## Task set:
1. Rewrite the passage of the article on Chinese tariffs on Australian barley starting with "It said imported" and going on through "on Friday, said.", but swap "barley" for "wheat".
2. In the article on Chinese tariffs on Australian barley, how far did China's domestic malting barley production fall?

## Text segment:
⟨

Tokyo | A peak Chinese industry body has called for steep tariffs on Australian barley to be lifted, arguing costs for the country’s beer manufacturers have soared due to global supply disruptions at the same time as domestic production has halved.
The China Alcoholic Drinks Association (CADA) made the comments in an application to China’s Commerce Ministry, which said this had triggered a review of the tariffs imposed on Australian barley imports in 2020 as part of political sanctions on a range of goods.
The ministry on Friday formally confirmed the Albanese government’s earlier announcement that China was reviewing the tariffs. While Foreign Minister Penny Wong said Australia had agreed to suspend its World Trade Organisation appeal against the tariffs for three months, the Commerce Ministry statement said the review could last up to one year.
In a formal application, CADA argued major changes had taken place in China’s domestic barley market since the tariffs were imposed in 2020 and anti-dumping measures were no longer necessary.
It said imported barley prices had soared due to the COVID-19 pandemic and the war in Ukraine, while domestic malting barley production had halved from more than 2 million tonnes in 2009 to less than 1 million tonnes.
“The national supply of barley cannot meet the domestic demand,” the application, which was published on the Commerce Ministry’s website late on Friday, said.

⟩

## Data section:
⟨

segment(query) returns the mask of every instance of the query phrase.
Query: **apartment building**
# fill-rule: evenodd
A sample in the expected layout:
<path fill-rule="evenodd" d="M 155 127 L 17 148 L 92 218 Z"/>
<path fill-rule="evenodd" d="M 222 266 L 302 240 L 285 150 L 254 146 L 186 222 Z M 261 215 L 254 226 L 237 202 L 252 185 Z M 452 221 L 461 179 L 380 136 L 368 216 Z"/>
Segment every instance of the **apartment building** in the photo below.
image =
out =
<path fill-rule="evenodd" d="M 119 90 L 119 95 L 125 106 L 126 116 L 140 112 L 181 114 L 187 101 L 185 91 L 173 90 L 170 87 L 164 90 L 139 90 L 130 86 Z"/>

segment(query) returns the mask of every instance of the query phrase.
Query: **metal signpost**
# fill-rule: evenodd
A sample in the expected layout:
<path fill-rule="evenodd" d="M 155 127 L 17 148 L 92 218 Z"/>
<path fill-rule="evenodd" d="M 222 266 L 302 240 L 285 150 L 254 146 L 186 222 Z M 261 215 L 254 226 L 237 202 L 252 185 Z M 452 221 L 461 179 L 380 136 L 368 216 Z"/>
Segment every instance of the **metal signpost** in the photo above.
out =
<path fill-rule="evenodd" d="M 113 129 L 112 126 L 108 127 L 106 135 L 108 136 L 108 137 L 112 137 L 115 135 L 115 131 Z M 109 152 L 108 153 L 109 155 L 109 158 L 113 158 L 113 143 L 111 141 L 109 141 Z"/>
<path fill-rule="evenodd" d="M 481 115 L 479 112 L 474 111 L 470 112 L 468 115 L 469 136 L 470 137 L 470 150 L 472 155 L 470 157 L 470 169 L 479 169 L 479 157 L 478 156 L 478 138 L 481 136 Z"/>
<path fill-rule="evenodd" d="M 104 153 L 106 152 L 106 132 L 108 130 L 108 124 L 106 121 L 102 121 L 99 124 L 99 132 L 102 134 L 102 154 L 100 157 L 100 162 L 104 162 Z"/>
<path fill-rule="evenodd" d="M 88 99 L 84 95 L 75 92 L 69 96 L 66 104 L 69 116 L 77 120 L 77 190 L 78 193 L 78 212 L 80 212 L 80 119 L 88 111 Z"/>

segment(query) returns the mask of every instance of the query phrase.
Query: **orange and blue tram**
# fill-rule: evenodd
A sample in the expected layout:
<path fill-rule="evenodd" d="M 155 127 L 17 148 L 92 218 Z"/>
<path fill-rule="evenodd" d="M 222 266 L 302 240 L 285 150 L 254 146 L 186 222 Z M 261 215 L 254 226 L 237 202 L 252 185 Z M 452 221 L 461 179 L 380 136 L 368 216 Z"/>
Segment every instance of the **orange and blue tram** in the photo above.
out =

⟩

## Responses by task:
1.
It said imported wheat prices had soared due to the COVID-19 pandemic and the war in Ukraine, while domestic malting wheat production had halved from more than 2 million tonnes in 2009 to less than 1 million tonnes.
“The national supply of wheat cannot meet the domestic demand,” the application, which was published on the Commerce Ministry’s website late on Friday, said.

2. It halved, from more than 2 million tonnes in 2009 to less than 1 million tonnes.